**GIVEN TASK:**
Rescale the lines beginning at the line that has "Each instance of the american" and stopping after the line that has "[[346, 168]]", and give only those lines, requests included. Multiply every pixel coordinate in the answers by 0.75, rounding to whole numbers with halves going up. Leave the pictures out.

**MATERIAL TO PROCESS:**
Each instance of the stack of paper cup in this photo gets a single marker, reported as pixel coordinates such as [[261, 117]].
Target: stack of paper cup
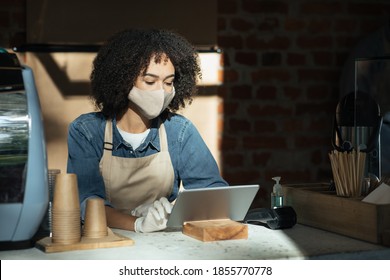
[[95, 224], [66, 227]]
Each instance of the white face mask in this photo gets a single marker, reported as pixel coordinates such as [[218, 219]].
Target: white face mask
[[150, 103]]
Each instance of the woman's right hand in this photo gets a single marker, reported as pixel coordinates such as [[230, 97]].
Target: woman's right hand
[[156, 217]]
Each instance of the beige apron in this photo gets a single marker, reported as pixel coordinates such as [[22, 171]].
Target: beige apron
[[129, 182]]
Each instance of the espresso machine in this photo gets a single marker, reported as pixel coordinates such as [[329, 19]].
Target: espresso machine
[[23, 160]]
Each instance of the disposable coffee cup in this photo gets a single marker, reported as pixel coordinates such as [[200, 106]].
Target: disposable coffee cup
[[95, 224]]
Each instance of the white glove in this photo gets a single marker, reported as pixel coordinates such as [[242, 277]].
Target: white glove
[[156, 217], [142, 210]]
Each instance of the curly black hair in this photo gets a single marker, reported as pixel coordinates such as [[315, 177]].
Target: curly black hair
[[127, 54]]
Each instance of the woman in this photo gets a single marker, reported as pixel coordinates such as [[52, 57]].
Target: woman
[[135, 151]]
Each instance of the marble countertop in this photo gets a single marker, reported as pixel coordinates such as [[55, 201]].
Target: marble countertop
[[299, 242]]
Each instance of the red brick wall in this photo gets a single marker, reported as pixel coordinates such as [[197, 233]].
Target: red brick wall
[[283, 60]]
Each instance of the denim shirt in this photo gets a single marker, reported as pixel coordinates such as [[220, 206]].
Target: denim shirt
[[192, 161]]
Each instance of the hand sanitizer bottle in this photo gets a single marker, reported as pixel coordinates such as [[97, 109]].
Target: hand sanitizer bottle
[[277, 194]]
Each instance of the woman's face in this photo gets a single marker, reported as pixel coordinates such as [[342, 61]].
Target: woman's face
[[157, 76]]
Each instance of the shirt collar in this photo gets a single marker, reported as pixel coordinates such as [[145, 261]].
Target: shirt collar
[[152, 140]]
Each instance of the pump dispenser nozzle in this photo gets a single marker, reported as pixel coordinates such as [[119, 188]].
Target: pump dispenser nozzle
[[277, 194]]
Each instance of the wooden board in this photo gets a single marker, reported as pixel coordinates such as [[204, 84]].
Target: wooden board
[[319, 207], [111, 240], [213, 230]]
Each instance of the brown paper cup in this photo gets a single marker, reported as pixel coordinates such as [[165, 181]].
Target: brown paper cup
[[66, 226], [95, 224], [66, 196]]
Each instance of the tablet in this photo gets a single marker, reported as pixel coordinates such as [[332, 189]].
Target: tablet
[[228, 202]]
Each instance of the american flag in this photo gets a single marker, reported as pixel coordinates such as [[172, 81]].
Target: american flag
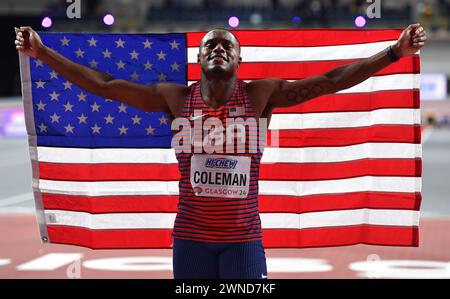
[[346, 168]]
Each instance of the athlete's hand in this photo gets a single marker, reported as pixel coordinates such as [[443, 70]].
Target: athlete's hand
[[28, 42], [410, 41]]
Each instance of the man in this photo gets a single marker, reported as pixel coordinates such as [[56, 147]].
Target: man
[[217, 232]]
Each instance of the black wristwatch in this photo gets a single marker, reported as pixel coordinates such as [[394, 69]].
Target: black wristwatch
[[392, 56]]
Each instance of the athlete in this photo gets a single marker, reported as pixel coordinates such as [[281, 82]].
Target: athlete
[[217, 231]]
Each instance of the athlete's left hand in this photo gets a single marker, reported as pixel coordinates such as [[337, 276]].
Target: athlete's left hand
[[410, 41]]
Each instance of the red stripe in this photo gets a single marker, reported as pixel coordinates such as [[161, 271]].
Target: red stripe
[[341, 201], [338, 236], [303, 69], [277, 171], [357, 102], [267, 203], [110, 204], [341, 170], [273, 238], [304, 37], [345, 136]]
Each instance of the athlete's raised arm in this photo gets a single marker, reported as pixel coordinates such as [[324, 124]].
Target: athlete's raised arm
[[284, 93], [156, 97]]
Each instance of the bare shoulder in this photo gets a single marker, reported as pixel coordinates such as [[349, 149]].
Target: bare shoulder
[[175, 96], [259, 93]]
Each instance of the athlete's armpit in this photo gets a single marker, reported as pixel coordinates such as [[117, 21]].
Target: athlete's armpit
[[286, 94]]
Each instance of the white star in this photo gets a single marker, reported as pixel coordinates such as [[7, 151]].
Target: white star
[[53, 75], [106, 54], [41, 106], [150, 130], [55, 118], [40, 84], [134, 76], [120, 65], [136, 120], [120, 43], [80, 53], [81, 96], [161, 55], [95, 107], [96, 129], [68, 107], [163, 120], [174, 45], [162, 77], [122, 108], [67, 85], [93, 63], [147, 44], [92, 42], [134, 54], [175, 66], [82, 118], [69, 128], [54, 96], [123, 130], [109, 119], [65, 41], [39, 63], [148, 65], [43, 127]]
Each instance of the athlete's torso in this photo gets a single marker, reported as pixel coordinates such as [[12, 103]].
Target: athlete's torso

---

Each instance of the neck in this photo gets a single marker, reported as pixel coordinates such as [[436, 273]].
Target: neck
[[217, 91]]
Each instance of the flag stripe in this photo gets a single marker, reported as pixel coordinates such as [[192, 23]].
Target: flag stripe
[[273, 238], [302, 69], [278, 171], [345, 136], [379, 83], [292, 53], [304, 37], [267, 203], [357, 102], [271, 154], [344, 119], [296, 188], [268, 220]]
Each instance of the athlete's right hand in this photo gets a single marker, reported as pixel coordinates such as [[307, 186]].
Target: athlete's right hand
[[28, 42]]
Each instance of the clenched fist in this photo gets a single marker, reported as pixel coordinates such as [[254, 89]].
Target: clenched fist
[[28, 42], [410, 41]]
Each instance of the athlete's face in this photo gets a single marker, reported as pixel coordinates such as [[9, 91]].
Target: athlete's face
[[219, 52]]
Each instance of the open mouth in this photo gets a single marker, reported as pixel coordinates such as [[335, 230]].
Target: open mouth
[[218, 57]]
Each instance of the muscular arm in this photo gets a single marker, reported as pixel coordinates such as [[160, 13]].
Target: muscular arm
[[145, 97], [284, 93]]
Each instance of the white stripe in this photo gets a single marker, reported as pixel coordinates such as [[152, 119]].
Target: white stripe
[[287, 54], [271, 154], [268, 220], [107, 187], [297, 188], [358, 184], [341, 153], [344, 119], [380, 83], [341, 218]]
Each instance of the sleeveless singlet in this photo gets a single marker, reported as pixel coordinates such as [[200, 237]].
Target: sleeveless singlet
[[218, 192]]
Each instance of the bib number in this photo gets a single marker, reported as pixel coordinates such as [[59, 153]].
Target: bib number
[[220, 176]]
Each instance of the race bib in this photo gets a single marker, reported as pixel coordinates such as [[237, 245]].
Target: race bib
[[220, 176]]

**RESULT FOR THIS TASK:**
Each instance of the american flag in this photo gets a single marker, reported as pixel coordinates such as [[172, 81]].
Target: american flag
[[260, 126]]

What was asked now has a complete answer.